— Work to complete —
1. Reproduce word for word the part of the C++ return-value discussion that opens with the words containing "Everyone is mentioning" and closes with "very useful, however.".
2. Write the next part of the C++ return-value discussion, picking up right after its final line.

— Passage —
....

Forces your coworkers to check return codes


Everyone is mentioning error codes but I think a better use is when the function returns some allocated memory, where ignoring the return value would be a bug. I’m not convinced nodiscard is very useful, however.


If you're returning raw pointers in c++20 something has gone off the rails already. If the memory is wrapped in some kind of RAII structure, then why is it any more of a bug to ignore it than any other return value?


Despite what blogposts and HN seem to suggest, that is not how a lot of C++ code is written, for better or for worse.


I guess. My current project is spacecraft flight software targeting C++98 on GCC 4.3ish. Still we backported a slightly gimped `shared_ptr` and a much more gimped `unique_ptr` for the incredibly limited amount of dynamic allocation we do on startup.

I know there are a lot of people out there still writing C and I've come to accept that I will never understand or agree with those people, but to be writing C++ and passing raw pointers around in 2023 is a hell of a choice IMO.


There are many good uses, and I wish the `new` always required it.


Hey rust - check it out. Compile time evaluation without macros, isn’t that neat?



Not even close


TIL compile time evaluation without macros is not compile time evaluation without macros. Thank you for the insight.

....

— Supplied material —
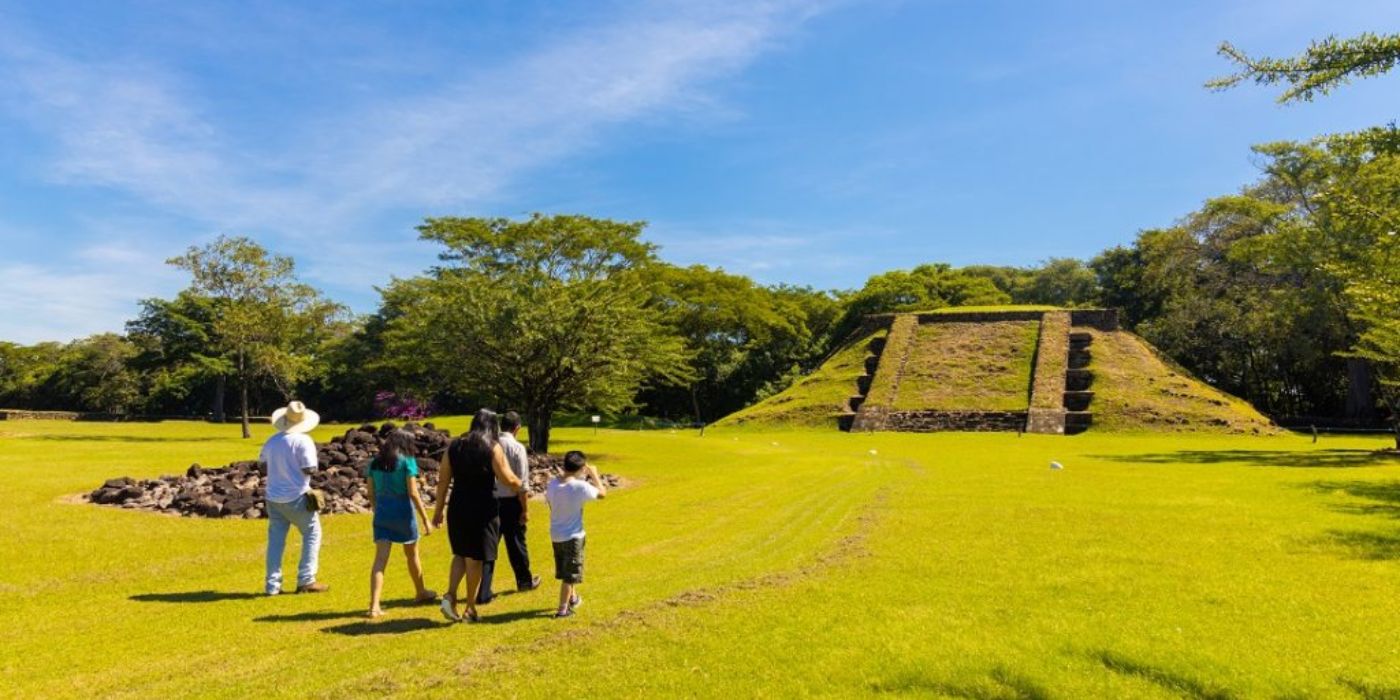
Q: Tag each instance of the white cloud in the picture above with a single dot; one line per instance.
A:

....

— Answers per task —
1.
Everyone is mentioning error codes but I think a better use is when the function returns some allocated memory, where ignoring the return value would be a bug. I’m not convinced nodiscard is very useful, however.

2.
That’s nothing compared to what Constexpr and other c++ features let you do. The conditional compilation example for instance.


Zig has shown the true power of constexpr in being able to provide a powerful construct that generalizes well.

After sum types (and pattern matching), constexpr is the next great language feature that will be everywhere soon.

I would love for Rust to fully adopt constexpr.


[flagged]


Named arguments in statically-typed languages is a naturally a hard thing to implement.

When used in code, it also results in many folding API branches such as Foo::new(port=8088, host="localhost") or Foo::new(pipe="./myfile") – Rust preferred idiom here would be Foo::new_listen("localhost", "8088) or Foo::new_pipe("./pipefile"). So at this point idiomatic Rust is preferred.

Also named parameters amplify your API naming fail surface (think misspellings!) beyond structs and impl functions... Like in "max_connexions" (sic), which is actually an unintended typo in one of the RFC proposals for naming parameters in Rust! It's hilarious.

Default parameters: my_port.unwrap_or(8080)

Variadics: useful, but needs to be carefully considered. There are workarounds now in nightly for C compatibility. There also concerns about how "..." and ".." syntax play out and incompatibilities on different implementation targets. And, yes, safety issues.

It's not that Rust people will mumble about safety. It's that it would be stupid to design a language all around safety and then implement every cool language feature in the world today without scrutinizing them for safety issues.


1. You don’t have to use those features if you don’t want to.

2. Every other modern language makes this work, only rust makes excuses.

3. Rust already has default generic type arguments and “named parameters” for struct constructors (which in fact are mandatory), for which the same criticisms also apply to.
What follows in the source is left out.